=== CONSEGNA 1 ===
Trascrivi, per favore, dal brano su Miyazaki il passo che va da "In epoca recente" fino a "e dalla Russia." compreso.
=== CONSEGNA 2 ===
Secondo il brano su Miyazaki, in che anno è uscita la serie Conan il ragazzo del futuro e di quanti episodi è composta?

=== SEZIONE DEL DOCUMENTO ===

In epoca recente il Giappone è venuto meno ai dettami pacifisti scritti sulla carta costituzionale ed il paese si è trovato a supportare gli interventi in Afghanistan ed Iraq, soprattutto, sottolinea l’autore, per far fronte all’ascesa economica e politica della Cina ed in risposta alle minacce provenienti dalla Corea del Nord e dalla Russia.
In Conan il ragazzo del futuro (Mirai shōnen Konan, 1978, 26 episodi), serie ispirata a The Incredible Tide (1970) di Alexader Key, emergono i nuclei tematici che saranno poi ricorrenti nelle opere del regista: l’ambientalismo, l’antimilitarismo, il volo, l’amore portatore di serenità… La serie riflette sulle tragedie della Seconda guerra mondiale e ciò che viene raccontato in forma fantascientifica è il dopoguerra del Giappone in cui Conan e Lana si trovano a dover ricostruire il mondo.
Nell’ultimo lungometraggio realizzato dal giapponese si incrociano elementi onirici, ove tutto risulta possibile, con elementi di realtà, di una realtà che è anche dolore e tristezza. Il sogno consente al protagonista di superare i limiti ma questo sogno, nella realtà, finisce per essere strumentalizzato per fini militari. «Da Conan il ragazzo del futuro a Si alza il vento le convinzioni di Miyazaki sono rimaste le stesse: la pace deve necessariamente trionfare su tutto, poiché da essa dipende l’equilibrio del mondo. Ma da un’opera all’altra sono mutate le prospettive, l’amarezza e un pizzico di nostalgia hanno preso il sopravvento, divenendo così parti integranti di una visione che da utopica si è fatta leggermente più incrinata nella sua sublime ingenuità» (pp. 46-47). Proprio in un momento storico in cui il Giappone sta abbandonando quel pacifismo maturato dopo la tragedia della Seconda guerra mondiale, sostiene Fontana, occorre valorizzare l’impostazione pacifista di Miyazaki che con le sue opere immaginifiche è riuscito a trasmettere la visione del mondo di chi è stato testimone diretto degli orrori della guerra e non si è sottratto ad un’azione contestataria nei confronti di una società sempre meno propensa a far tesoro della storia e sempre più votata alla distruzione del pianeta. Tutto ciò viene dato a vedere, nei film, attraverso gli occhi innocenti dei bambini, attraverso il potere metaforico del linguaggio poetico che ribadisce la necessità di offrire ai bambini la possibilità di sognare e di essere ingenui.

=== INSIEME DI DATI ===

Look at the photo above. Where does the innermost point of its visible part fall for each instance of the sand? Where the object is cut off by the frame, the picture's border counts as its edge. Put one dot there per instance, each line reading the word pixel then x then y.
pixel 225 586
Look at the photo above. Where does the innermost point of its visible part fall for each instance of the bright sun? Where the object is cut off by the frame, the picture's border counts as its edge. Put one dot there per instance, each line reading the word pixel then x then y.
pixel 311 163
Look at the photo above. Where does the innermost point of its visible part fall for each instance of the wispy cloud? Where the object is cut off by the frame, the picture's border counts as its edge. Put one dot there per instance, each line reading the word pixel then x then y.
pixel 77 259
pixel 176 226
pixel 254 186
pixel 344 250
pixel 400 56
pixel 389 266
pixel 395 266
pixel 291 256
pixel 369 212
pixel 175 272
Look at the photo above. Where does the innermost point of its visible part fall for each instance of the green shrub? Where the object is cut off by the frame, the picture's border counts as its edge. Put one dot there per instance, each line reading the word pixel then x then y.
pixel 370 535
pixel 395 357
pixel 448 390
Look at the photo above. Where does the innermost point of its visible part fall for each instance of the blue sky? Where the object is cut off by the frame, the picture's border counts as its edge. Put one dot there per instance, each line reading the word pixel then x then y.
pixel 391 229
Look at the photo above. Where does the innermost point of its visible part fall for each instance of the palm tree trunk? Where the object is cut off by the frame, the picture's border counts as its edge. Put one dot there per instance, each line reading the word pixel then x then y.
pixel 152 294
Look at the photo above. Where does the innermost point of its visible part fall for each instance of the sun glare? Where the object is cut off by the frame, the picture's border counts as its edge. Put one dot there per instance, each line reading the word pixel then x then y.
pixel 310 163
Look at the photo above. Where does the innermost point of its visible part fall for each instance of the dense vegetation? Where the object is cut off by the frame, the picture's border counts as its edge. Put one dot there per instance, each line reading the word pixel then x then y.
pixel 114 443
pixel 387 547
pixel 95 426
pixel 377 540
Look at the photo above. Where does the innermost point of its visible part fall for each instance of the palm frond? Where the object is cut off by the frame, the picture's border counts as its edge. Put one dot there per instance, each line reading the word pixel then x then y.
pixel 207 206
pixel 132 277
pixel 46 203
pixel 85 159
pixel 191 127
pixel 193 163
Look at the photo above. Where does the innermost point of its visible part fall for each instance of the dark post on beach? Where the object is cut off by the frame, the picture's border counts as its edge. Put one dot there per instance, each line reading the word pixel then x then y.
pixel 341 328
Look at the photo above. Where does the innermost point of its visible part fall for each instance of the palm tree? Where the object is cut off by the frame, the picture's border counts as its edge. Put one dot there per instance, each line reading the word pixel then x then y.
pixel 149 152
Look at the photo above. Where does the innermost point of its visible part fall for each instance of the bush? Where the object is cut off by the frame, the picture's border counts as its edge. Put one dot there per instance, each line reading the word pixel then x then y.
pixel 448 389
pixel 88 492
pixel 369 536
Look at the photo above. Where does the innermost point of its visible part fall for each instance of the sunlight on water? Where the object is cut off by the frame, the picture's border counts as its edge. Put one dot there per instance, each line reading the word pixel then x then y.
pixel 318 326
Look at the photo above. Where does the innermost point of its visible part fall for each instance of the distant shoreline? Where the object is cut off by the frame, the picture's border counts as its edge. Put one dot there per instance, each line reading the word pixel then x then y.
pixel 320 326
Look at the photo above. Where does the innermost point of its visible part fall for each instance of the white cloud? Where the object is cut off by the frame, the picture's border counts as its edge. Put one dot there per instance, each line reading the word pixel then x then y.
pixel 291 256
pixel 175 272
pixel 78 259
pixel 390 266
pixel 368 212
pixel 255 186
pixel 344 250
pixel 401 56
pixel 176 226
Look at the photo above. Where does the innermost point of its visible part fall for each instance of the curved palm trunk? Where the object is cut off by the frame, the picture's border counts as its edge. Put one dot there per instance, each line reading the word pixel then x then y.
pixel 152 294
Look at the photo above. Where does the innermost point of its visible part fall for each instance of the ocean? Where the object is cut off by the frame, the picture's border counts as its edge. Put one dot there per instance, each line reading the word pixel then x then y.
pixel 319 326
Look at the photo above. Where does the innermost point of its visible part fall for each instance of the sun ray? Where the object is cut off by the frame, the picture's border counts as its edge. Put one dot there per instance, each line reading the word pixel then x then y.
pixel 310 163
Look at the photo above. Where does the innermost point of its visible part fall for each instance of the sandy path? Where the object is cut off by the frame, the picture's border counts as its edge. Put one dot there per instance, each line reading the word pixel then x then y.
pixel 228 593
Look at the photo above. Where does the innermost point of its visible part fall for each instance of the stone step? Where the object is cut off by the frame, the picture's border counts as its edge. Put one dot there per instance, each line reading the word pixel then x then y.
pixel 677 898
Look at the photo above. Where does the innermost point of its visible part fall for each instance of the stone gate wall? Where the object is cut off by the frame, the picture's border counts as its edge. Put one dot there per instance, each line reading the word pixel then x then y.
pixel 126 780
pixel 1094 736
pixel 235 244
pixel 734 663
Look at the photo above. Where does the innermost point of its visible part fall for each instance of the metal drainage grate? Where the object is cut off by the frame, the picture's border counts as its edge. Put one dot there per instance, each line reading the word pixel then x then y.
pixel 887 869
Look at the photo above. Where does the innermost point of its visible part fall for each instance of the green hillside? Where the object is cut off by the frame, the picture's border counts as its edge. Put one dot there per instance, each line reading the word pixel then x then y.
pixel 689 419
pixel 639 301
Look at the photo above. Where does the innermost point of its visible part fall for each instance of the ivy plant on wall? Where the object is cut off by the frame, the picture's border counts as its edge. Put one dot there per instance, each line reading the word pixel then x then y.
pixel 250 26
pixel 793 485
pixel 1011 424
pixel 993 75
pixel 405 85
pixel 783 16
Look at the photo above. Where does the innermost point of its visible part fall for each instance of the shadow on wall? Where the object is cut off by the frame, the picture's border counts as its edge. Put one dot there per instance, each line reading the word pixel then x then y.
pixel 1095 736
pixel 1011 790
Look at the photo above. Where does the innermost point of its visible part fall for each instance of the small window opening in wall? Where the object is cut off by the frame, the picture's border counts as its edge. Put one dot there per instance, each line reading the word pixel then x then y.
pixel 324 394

===

=== RISPOSTA FINALE 1 ===
In epoca recente il Giappone è venuto meno ai dettami pacifisti scritti sulla carta costituzionale ed il paese si è trovato a supportare gli interventi in Afghanistan ed Iraq, soprattutto, sottolinea l’autore, per far fronte all’ascesa economica e politica della Cina ed in risposta alle minacce provenienti dalla Corea del Nord e dalla Russia.

=== RISPOSTA FINALE 2 ===
È uscita nel 1978 ed è composta da 26 episodi.